=== THE EXERCISE ===
Which lines in the records below contain the word "given"? List each of those lines in full.

=== ROWS ===

---+---

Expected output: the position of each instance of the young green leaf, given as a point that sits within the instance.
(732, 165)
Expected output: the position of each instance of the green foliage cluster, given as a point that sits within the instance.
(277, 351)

---+---

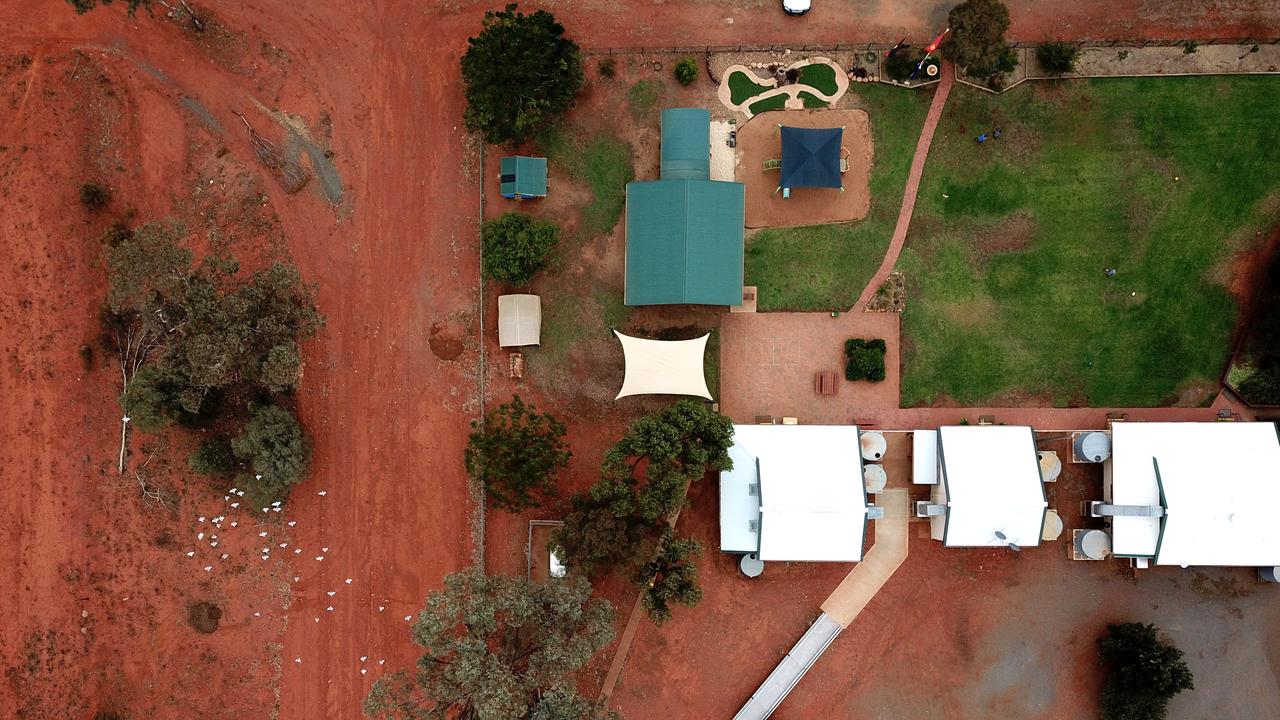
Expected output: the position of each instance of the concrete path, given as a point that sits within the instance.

---+---

=== RESULT FOR THIS EXERCISE ===
Expected output: the position of each instance of the young green leaf, given as a point that sits within the instance.
Expected output: the position of each instance of the green foliage cluster, given as a point that sits within the instance.
Expected output: the position of each instance of the concrete path, given as a point that sits within the instance.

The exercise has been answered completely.